> _Extracted records_

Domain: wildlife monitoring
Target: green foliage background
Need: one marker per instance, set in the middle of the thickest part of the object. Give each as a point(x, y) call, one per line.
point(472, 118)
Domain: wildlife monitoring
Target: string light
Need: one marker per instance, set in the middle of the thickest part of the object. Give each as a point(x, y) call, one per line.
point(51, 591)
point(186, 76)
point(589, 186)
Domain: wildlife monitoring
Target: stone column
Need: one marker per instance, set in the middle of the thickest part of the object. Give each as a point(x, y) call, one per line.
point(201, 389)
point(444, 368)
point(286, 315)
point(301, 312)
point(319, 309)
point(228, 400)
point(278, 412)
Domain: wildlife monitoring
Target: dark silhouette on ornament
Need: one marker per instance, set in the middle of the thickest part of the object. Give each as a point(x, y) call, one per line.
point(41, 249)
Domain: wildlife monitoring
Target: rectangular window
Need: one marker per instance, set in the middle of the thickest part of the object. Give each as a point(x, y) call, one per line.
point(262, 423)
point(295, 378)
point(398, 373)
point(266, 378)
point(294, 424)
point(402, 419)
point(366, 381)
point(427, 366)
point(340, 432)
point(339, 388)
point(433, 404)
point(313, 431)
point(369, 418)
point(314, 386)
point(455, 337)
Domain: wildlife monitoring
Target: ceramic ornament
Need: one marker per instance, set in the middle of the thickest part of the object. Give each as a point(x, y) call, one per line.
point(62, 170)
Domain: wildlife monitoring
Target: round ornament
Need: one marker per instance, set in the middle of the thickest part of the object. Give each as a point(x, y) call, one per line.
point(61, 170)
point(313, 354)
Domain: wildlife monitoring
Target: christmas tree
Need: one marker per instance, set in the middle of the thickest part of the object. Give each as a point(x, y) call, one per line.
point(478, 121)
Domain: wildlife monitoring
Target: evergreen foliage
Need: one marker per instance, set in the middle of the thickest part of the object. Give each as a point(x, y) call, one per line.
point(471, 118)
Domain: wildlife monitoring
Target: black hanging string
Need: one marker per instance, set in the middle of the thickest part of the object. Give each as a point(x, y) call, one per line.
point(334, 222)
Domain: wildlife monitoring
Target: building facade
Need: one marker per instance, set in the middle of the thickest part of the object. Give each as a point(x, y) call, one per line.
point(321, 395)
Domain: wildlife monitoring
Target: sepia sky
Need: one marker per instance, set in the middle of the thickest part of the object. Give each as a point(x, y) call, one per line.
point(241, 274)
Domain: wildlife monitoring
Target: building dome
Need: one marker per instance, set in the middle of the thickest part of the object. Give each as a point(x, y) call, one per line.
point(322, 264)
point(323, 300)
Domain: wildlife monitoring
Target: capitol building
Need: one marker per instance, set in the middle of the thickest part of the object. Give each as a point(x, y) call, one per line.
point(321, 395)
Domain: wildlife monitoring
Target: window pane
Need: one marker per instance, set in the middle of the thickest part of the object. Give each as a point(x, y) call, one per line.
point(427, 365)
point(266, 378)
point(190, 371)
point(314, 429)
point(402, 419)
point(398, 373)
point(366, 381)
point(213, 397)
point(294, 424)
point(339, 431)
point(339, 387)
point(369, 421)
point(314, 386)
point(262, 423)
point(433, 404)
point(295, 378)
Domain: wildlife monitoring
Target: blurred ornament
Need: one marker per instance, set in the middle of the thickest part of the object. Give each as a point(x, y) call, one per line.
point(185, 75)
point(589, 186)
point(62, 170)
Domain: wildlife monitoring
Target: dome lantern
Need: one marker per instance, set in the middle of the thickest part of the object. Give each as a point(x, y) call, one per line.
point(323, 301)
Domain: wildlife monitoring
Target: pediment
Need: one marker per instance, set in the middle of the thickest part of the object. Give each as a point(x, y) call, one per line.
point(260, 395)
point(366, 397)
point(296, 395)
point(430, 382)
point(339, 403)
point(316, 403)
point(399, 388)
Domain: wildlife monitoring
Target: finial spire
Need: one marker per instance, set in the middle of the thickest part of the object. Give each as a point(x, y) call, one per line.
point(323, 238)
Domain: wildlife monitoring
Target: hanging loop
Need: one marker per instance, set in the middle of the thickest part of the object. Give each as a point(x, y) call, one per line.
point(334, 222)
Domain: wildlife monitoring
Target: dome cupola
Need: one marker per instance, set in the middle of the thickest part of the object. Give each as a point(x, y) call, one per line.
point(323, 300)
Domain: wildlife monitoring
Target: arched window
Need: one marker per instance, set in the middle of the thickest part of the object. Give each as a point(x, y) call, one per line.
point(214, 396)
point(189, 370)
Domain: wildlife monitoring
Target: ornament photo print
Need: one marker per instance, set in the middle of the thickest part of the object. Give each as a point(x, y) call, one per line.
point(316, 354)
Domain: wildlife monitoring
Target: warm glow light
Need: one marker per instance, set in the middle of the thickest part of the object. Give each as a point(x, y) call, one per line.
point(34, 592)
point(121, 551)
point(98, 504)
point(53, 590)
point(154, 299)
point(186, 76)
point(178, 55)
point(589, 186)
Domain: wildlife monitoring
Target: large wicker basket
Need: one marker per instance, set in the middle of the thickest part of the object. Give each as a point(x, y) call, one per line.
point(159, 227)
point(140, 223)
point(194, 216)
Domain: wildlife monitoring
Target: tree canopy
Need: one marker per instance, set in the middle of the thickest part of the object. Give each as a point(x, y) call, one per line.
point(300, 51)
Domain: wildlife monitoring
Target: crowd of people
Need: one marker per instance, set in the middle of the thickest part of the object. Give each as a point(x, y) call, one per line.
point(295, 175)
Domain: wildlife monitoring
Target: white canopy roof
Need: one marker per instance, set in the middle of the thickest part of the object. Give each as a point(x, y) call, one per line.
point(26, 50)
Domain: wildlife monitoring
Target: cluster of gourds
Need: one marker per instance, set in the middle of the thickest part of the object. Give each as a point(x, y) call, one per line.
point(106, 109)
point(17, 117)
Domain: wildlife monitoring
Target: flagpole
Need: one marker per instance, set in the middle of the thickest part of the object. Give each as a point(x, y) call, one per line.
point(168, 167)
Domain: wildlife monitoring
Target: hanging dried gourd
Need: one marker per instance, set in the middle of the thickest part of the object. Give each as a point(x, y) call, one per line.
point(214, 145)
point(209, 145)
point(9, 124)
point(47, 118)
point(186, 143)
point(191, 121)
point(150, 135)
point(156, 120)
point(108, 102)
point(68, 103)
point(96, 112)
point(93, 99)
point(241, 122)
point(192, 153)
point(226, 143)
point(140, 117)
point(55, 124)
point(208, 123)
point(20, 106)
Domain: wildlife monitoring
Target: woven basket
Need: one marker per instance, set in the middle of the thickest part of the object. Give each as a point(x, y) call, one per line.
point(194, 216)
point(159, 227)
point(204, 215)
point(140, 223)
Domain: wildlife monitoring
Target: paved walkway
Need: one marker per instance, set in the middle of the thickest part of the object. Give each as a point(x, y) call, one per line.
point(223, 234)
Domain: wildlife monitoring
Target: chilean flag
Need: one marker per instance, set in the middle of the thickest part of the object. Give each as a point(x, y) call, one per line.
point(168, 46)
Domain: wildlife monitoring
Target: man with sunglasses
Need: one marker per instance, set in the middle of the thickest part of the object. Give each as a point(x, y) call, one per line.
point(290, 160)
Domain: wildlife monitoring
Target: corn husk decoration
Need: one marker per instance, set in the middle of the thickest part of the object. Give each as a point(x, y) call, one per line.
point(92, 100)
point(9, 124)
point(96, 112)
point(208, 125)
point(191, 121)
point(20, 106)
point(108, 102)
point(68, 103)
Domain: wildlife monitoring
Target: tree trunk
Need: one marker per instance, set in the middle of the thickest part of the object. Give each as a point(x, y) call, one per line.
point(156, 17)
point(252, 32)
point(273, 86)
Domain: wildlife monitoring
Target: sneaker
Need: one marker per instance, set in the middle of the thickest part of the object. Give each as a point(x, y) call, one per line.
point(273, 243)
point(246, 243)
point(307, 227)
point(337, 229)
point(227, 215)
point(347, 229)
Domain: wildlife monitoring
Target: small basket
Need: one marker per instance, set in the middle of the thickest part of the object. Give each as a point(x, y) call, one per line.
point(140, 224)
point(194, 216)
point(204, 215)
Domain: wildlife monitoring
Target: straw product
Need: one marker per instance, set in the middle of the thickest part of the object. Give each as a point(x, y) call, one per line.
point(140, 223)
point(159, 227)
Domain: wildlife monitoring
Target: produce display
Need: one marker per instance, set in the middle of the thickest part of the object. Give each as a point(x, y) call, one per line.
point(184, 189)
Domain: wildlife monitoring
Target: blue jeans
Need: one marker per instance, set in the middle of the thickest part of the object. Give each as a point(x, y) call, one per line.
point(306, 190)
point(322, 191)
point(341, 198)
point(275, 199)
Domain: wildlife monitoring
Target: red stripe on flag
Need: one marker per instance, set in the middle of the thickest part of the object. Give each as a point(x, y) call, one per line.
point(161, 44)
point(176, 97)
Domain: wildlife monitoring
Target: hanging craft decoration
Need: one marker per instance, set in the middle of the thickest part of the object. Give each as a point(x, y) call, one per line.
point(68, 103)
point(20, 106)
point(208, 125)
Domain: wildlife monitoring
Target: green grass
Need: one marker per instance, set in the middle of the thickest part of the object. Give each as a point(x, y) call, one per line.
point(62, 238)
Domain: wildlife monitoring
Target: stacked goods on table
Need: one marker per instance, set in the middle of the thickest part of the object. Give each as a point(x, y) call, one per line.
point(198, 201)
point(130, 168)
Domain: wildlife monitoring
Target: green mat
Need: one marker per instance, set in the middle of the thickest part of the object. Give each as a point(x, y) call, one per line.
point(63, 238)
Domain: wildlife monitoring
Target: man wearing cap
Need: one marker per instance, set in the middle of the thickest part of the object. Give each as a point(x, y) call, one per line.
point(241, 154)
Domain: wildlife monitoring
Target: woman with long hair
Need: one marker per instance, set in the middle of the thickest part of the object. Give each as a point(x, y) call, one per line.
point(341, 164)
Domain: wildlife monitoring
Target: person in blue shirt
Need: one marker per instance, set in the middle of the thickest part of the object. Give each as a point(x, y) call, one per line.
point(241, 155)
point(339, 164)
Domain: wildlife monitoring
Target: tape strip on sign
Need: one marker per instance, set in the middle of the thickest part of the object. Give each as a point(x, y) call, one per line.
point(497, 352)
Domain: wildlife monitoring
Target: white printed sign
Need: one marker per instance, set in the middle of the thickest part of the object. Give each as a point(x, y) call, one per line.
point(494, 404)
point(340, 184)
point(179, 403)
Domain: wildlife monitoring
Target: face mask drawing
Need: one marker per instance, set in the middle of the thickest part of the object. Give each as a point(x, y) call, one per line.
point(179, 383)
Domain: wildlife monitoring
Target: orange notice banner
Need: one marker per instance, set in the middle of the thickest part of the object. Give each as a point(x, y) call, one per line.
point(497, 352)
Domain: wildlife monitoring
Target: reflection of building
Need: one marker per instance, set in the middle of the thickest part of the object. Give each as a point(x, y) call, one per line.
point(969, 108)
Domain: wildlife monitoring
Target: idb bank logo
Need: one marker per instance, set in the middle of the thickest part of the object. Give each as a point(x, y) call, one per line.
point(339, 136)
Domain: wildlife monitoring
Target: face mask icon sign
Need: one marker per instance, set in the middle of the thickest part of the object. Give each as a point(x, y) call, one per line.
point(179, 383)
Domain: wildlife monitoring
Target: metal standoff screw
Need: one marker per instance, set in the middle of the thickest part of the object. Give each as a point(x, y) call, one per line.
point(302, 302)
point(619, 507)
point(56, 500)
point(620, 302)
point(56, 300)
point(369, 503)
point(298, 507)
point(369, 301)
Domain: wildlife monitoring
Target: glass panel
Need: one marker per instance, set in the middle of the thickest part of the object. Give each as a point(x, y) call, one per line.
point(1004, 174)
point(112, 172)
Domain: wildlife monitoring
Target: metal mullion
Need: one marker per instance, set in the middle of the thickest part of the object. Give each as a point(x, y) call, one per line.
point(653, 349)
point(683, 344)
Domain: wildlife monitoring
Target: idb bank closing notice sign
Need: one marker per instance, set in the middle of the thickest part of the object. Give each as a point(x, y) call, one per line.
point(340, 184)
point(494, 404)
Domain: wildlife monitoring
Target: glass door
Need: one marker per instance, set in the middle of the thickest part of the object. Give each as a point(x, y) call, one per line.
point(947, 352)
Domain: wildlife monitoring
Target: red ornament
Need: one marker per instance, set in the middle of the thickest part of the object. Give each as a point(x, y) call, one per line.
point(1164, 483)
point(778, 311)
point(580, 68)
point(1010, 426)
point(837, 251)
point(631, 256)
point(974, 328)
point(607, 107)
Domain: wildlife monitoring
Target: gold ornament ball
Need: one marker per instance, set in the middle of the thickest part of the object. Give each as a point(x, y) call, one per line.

> _Task instructions_
From the records above, copy out the line with "Target: hanging loop", the line with "Target: arched window", and every line between them, word for word.

> _Answer for this exercise_
Target: hanging loop
Need: one marker per instance, set in the middle of the thickest part of the object. Give each as a point(x, y) call, one per line.
point(334, 222)
Domain: wildlife monitoring
Target: dome cupola
Need: one marker per instance, set in the middle of the thickest part of the object. Give each as a point(x, y) call, one per line.
point(323, 300)
Domain: wildlife monitoring
Target: arched window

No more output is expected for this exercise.